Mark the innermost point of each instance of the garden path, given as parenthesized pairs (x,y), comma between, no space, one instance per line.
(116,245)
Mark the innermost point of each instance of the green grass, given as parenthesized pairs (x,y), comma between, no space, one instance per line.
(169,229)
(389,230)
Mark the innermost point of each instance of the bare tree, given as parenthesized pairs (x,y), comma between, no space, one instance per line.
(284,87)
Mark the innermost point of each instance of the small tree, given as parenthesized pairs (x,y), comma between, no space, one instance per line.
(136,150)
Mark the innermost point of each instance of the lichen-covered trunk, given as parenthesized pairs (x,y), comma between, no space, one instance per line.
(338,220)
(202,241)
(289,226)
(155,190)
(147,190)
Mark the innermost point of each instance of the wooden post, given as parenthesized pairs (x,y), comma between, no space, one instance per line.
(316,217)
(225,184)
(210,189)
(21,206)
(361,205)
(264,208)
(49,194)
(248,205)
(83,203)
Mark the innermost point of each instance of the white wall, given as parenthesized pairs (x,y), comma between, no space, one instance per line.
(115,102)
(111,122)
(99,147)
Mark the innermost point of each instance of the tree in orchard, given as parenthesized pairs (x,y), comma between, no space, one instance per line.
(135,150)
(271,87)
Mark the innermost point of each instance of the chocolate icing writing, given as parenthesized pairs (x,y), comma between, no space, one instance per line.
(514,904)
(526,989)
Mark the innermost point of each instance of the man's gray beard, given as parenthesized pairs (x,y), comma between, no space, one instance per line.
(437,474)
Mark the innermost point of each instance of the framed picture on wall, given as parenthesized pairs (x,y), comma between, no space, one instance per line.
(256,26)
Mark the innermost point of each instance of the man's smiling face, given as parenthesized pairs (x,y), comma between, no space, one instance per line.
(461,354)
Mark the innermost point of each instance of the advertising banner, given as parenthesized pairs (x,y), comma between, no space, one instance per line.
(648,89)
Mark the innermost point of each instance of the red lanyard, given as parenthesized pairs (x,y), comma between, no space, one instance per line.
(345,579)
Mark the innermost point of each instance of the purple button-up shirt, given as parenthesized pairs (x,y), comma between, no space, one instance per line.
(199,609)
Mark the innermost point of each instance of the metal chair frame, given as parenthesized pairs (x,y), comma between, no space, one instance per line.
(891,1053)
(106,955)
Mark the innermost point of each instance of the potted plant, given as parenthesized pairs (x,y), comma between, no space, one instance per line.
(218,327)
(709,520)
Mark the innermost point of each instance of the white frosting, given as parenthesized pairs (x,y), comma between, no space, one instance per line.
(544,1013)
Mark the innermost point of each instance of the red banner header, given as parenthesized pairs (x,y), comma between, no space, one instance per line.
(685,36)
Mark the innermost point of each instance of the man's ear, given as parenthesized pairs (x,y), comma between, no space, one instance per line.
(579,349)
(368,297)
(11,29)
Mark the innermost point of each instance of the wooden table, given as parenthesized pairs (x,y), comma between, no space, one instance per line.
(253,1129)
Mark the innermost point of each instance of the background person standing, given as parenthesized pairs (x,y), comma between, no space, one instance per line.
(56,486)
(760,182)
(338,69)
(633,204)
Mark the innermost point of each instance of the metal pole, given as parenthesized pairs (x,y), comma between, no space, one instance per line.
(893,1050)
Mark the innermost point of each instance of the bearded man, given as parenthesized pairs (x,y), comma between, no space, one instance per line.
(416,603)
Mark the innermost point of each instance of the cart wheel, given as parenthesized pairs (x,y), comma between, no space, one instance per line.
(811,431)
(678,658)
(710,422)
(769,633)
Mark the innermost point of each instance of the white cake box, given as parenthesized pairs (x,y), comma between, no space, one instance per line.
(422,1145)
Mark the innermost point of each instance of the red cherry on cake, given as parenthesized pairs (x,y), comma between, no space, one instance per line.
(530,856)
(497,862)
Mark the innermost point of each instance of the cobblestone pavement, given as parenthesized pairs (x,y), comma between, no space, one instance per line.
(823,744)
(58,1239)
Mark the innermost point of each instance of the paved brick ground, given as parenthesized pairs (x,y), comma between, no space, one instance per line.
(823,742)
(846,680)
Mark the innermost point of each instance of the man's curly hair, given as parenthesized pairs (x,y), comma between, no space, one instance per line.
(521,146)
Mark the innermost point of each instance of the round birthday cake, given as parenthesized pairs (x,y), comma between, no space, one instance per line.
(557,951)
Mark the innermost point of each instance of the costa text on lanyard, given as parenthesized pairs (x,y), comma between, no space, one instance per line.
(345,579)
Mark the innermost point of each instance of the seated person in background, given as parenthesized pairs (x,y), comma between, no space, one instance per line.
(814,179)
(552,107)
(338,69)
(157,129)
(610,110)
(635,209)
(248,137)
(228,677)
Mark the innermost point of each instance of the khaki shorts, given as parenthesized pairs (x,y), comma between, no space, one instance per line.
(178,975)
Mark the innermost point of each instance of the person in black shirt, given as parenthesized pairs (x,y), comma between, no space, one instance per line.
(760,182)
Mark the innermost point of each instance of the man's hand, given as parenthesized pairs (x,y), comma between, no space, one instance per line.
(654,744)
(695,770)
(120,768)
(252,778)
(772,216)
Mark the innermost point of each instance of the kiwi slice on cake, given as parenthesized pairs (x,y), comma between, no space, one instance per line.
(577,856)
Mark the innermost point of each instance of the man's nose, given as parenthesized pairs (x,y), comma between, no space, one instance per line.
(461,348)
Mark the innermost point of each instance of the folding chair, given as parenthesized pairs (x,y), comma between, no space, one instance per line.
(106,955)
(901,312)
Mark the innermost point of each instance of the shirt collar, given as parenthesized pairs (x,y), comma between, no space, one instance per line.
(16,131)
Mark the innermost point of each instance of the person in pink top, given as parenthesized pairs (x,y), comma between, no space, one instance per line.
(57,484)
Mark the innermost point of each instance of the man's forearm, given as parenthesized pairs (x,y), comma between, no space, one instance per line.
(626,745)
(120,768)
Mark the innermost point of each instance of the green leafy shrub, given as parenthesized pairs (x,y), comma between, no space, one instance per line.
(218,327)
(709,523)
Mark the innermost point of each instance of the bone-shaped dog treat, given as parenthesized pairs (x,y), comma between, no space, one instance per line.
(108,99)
::::::::::
- GOAL: Copy all the records above exactly, missing none.

- CORRECT RESPONSE:
Mark the innermost point of each instance of the garden path, given as parenthesized pairs (x,y), comma between, no space, one instance per line.
(116,245)
Mark the innermost point of each instance of the green grass, given as parenthesized pairs (x,y), comma between, no space, one instance per line.
(169,229)
(389,230)
Mark the innermost point of each instance of the bare tree, given as parenthesized pairs (x,y), comma between, no space, one instance per line.
(284,87)
Mark the innermost point of each instance of the small tree, given as parenthesized pairs (x,y), comma between, no space, one instance per line.
(136,150)
Mark the innermost point of each instance of the lichen-covered trunk, given as parenthesized pairs (x,y), comma between, no space, one instance per line.
(338,220)
(202,241)
(289,226)
(155,190)
(147,190)
Mark the innermost point of each instance of the wooden post, given as parenthesized pairs (x,y), comma between, no space, one instance per line.
(316,217)
(225,184)
(210,189)
(21,206)
(361,205)
(264,208)
(49,194)
(248,205)
(83,203)
Mark the innermost point of each instance of the white wall, given as parenthesized pairs (x,y), comma between, no space, one instance per line.
(115,102)
(111,122)
(99,147)
Mark the innermost point of each instance of the tree in orchard, given as parenthesized pairs (x,y), comma between, no space, one instance per line.
(135,150)
(271,87)
Mark the innermost point of each instance of the chocolate icing writing, given as parenthesized pairs (x,y), comma between, no space, one instance per line.
(514,904)
(526,989)
Mark the innermost point of each instance of the man's gray beard, given as parenthesized pairs (x,y), comma between, no space, one instance per line.
(437,474)
Mark the innermost point of each instance of the framed picture on wall, given as parenthesized pairs (x,y), comma between, no space, one instance per line.
(256,26)
Mark the innermost point of each instance of the man's smiling face, given as parenthesized pairs (x,y), comma between, no space, one instance per line.
(461,354)
Mark the innermost point of each instance of the advertising banner, given as parenthesized pairs (x,y), comma between, no space, one instance per line.
(648,89)
Mark the innermost point of each instance of the red lanyard, given as parenthesized pairs (x,y), comma between, no space, one instance per line.
(345,579)
Mark the innermost point of each instance of the purple button-up shirt, given as parenthesized pairs (x,y), comma between, no space, one instance per line.
(199,609)
Mark the innermost point of each instance of the metal chair frame, given as parenthesized pairs (x,y), comma between, no space, one instance per line.
(891,1053)
(106,955)
Mark the innermost point of each instance of the potted plant, given as parenthesized pairs (x,y), comma between, no space, one instance per line.
(218,327)
(709,520)
Mark the innermost point of each instance of the white frosting, given as parenthesized pairs (x,y), comma between, no space, one instance per line.
(544,1013)
Mark the innermost point of each instance of the red banner header, given as parenthesized pairs (x,y), comma between, no space, one instance per line.
(685,36)
Mark the innermost point of each instance of the man's ear, given as parenthesized pairs (x,y), comma between, no space, one instance per line.
(579,349)
(368,297)
(11,29)
Mark the innermost point of each instance of the wooden table, given as parenthesized pairs (x,y), comma between, no space, one instance per line.
(253,1129)
Mark the innermost point of each instance of the background person standing, given as parenthesized pairs (x,y), comma between, no space, one instance per line.
(56,486)
(760,182)
(338,69)
(633,204)
Mark the innermost point of each instance of the metal pole, given as parenthesized pairs (x,y), comma between, no space, one instance per line.
(893,1050)
Mark the innermost point of each instance of the bearded man, given as parenthesized pairs (x,y), comma between, no space, one instance per line.
(416,603)
Mark the innermost point of each instance of the cart wheel, given as parenthesized pairs (x,y), comma between, no space, one instance per line.
(811,431)
(678,658)
(710,422)
(769,633)
Mark the innermost point of each instance of the white cake box, given as parenthesized pairs (x,y), comma between, no space, one instance per line.
(422,1145)
Mark the innermost point of each instance of the red cherry on cake, given as parenthesized pairs (x,y), comma between, no space, one instance per line.
(530,856)
(497,862)
Mark the innermost point of each instance of the cobblestone pavement, given as parenthesized pairs (x,y), comma between, no space, one instance per line.
(823,744)
(58,1239)
Mark the innermost point of each instance of the paved brick ground, given as parenthesized pairs (x,y), comma between, no space, one instance per line.
(823,742)
(846,680)
Mark the innermost point of each instance of the man's curly hair, given as parenthesized pairs (x,y), comma between, no space, one instance per line.
(521,146)
Mark the innermost point of each instance of the round birthday cake, given as parenthesized pairs (x,y), comma between, no space, one instance per line.
(557,951)
Mark the innermost point of each instance of the costa text on lanyard, given as parenthesized pairs (x,y), comma between, no space, one instance per line.
(345,579)
Mark the innermost point of each instance of the seated person in background, given as parenthesized pairs (x,y), comma between, no space, one instance per line.
(814,179)
(552,107)
(338,69)
(157,129)
(610,110)
(635,209)
(248,137)
(228,677)
Mark the innermost point of each instance of the khaki shorts, given as parenthesized pairs (x,y), comma between, no space, one instance per line.
(178,975)
Mark the innermost point of each instance of the person in black shirt, given as parenthesized pairs (x,y), comma between, no space, one instance per line.
(760,182)
Mark the innermost point of each instance of the man's hand, given as parenthesized pairs (x,y), comma between, no space, one instance per line.
(654,744)
(695,770)
(120,768)
(252,778)
(772,216)
Mark the innermost point of each instance of the kiwi slice on cake, given as parenthesized pairs (x,y), comma between, no space, one instance per line.
(577,856)
Mark the innermost point of each instance of the man's nose, given as parenthesized pairs (x,y), comma between, no space, one instance per line.
(461,348)
Mark the innermost point of each instance of the folding chair, given as parenthesized pairs (x,y), comma between, no space, one instance per line.
(106,955)
(901,312)
Mark the innermost point of each instance of the shirt collar, given as parenthesized pairs (x,y), comma between, no space, one instance per line.
(16,131)
Mark the innermost point of each instance of the person in pink top, given as parenthesized pairs (x,y), comma between, no space, one instance per line.
(57,484)
Mark the innermost point of each instance of the man's forearm, given as parenthesized pairs (x,y), comma between, no space, one instance per line.
(626,745)
(120,768)
Mark the innermost point of each instance of the green leafy shrub, given as parenthesized pairs (x,y), comma between, no space, one instance per line.
(218,327)
(709,523)
Mark the innermost point of each instance of the bone-shaped dog treat, given as parenthesized pairs (x,y), comma between, no space, one instance per line.
(108,99)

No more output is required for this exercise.